Return each of the lines below word for word, keeping every line unchanged and in its original order.
━━━━━ Exercise material
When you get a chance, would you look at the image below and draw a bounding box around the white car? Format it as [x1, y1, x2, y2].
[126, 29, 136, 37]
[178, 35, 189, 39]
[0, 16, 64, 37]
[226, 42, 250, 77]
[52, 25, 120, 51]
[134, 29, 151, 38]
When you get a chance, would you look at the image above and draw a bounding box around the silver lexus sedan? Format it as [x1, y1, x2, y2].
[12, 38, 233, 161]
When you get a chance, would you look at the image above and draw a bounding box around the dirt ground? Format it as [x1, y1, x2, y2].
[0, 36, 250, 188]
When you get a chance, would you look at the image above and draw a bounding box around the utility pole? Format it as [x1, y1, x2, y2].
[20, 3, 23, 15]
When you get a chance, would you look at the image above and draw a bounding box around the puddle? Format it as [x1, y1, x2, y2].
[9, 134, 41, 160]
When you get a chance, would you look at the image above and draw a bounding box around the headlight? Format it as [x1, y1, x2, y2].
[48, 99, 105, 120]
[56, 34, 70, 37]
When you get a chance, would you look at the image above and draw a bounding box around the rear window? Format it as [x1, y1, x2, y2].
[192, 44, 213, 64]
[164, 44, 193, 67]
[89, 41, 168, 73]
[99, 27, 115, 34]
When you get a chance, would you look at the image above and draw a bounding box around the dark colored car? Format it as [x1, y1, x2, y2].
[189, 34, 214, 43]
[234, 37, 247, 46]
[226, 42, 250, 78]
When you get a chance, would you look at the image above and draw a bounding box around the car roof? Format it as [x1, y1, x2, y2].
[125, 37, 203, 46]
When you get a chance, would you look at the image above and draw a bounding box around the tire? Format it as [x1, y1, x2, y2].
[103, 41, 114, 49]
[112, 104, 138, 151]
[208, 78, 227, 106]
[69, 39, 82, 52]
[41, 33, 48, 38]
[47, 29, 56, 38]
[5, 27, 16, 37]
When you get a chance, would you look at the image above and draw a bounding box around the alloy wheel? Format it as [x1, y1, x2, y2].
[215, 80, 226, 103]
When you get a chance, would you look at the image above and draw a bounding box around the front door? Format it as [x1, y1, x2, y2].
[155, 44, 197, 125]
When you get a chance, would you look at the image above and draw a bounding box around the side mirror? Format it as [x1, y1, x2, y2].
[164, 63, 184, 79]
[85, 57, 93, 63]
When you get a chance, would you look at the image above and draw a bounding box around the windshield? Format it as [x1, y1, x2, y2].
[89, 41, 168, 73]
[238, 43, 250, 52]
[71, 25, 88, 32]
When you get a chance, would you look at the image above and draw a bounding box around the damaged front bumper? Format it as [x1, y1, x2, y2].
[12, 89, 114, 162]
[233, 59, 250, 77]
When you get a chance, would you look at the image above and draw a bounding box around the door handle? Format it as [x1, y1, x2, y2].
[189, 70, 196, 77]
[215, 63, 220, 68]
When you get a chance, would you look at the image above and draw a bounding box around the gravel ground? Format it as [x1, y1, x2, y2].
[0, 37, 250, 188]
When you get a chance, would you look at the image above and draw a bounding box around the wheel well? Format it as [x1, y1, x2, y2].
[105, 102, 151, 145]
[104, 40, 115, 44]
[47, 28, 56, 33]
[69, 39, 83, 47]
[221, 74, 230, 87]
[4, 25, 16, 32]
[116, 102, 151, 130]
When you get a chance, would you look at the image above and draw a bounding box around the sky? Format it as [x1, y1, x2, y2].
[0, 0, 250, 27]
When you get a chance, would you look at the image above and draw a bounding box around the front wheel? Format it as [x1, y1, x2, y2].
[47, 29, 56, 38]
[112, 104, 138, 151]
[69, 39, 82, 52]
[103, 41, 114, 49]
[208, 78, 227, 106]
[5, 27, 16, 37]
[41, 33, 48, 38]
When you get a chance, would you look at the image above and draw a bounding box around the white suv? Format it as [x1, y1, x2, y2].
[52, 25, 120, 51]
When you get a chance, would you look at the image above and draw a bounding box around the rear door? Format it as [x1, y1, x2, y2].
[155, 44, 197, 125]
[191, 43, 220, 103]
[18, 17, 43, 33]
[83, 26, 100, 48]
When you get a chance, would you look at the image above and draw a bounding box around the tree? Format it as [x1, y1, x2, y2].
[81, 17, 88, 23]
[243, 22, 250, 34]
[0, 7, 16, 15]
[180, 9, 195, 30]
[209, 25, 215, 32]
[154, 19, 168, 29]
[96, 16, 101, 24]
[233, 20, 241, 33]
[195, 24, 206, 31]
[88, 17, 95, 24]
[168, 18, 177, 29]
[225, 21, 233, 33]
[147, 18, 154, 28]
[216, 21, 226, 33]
━━━━━━━━━━
• **The answer**
When you get a chance, would you look at the image below and draw a bounding box around the white car? Format it as [x1, y1, x2, y2].
[126, 29, 136, 37]
[178, 35, 189, 39]
[0, 16, 64, 37]
[226, 42, 250, 77]
[52, 25, 120, 51]
[134, 29, 151, 38]
When you get a chance, would you look at the image above and draw a bounding box around the silver lexus sedan? Format it as [x1, y1, x2, y2].
[12, 38, 233, 161]
When you get a chance, would you look at the image above and draw a bounding box around the dirt ground? Format it as [x1, y1, x2, y2].
[0, 36, 250, 188]
When you get a chance, would you look at the image above and draw a bounding box around the utility pole? Format it as [x1, y1, x2, y2].
[20, 3, 23, 15]
When you get a chance, would you look at the image above and draw a bounding box around the puddle? Format it as [x1, y1, x2, y2].
[9, 134, 41, 160]
When you get a chance, would you look at the image above and draw a bounding box around the headlight? Format it as [x1, y1, x2, y2].
[48, 99, 105, 120]
[56, 34, 70, 37]
When you get a chance, would you look at the image above and draw a bounding box around the rear window? Format it as [x1, y1, x2, y2].
[192, 44, 213, 64]
[164, 44, 193, 67]
[89, 41, 168, 73]
[99, 27, 115, 34]
When you get a chance, would you look at the image above and draw a bounding box around the dark colored car? Format it as [x1, y1, x2, y2].
[189, 34, 214, 43]
[234, 37, 247, 46]
[226, 42, 250, 78]
When you get a chance, would you look at the image above and draw a bounding box around the car roof? Format it as [x1, y1, x2, y2].
[125, 37, 203, 46]
When you get a chance, would you look at the image above and draw a bounding box around the tire? Format it as [x1, y1, x2, y2].
[103, 41, 114, 49]
[112, 104, 138, 151]
[208, 78, 227, 106]
[69, 39, 82, 52]
[41, 33, 48, 38]
[47, 29, 56, 38]
[5, 27, 16, 37]
When you get a chance, would you look at the image above and draw a bounding box around the alloy wheel? Format it as [x1, y1, x2, y2].
[215, 80, 226, 103]
When you get a chance, would you look at the image above and draw a bounding box around the front door? Format it as [x1, y1, x2, y2].
[155, 44, 197, 125]
When you get a chance, would you look at the image above and draw a bounding box around the side mirror? Format it as [x1, y1, x2, y2].
[164, 63, 184, 79]
[85, 57, 93, 63]
When you get a chance, would you look at the image above and draw a bounding box around the windshield? Format it as [x1, y1, x2, y2].
[89, 41, 168, 73]
[238, 43, 250, 52]
[71, 25, 88, 32]
When you get a chance, would you look at the image above and draw a bounding box around the damaged front bumper? Format it as [x1, y1, x2, y2].
[12, 89, 114, 162]
[233, 59, 250, 77]
When you get a chance, would you look at the image above and draw a bounding box around the door handle? Format it as [x1, y1, x2, y2].
[189, 70, 196, 77]
[215, 63, 220, 68]
When you get a chance, would you look at the image above and draw a bounding box around the gravel ground? Format it as [x1, y1, x2, y2].
[0, 37, 250, 188]
When you get a chance, would you look at the image above and draw a bounding box around the wheel well? Format it as [x1, y1, x2, y2].
[105, 102, 151, 145]
[104, 40, 115, 44]
[47, 28, 56, 33]
[69, 39, 83, 47]
[221, 74, 230, 87]
[4, 25, 16, 32]
[116, 102, 151, 130]
When you get a chance, would you look at the image above and draw a bounding box around the sky? Format it as [x1, y1, x2, y2].
[0, 0, 250, 27]
When you get a chance, would you look at the image above and draw a bounding box around the front wheel? Format it as [x1, y1, x2, y2].
[47, 29, 56, 38]
[112, 104, 138, 151]
[69, 39, 82, 52]
[103, 41, 114, 49]
[208, 78, 227, 106]
[5, 27, 16, 37]
[41, 33, 48, 38]
When you get a chance, would you look at the image above and draw a bounding box around the white suv? Format it as [x1, y1, x2, y2].
[52, 25, 120, 51]
When you get a chance, would you look at the image above and draw a bounding box around the rear door? Format it as [x1, y1, x2, y2].
[155, 44, 197, 125]
[191, 43, 220, 103]
[18, 17, 43, 33]
[83, 26, 100, 48]
When you get a chance, would you look at the image above and draw a bounding box around the tree? Format it as [x1, y1, x2, y2].
[81, 17, 88, 23]
[243, 22, 250, 34]
[0, 7, 16, 15]
[180, 9, 195, 30]
[209, 25, 215, 32]
[154, 19, 168, 29]
[96, 16, 101, 24]
[233, 20, 241, 33]
[195, 24, 206, 31]
[88, 17, 95, 24]
[168, 18, 177, 29]
[225, 21, 233, 33]
[147, 18, 154, 28]
[216, 21, 226, 33]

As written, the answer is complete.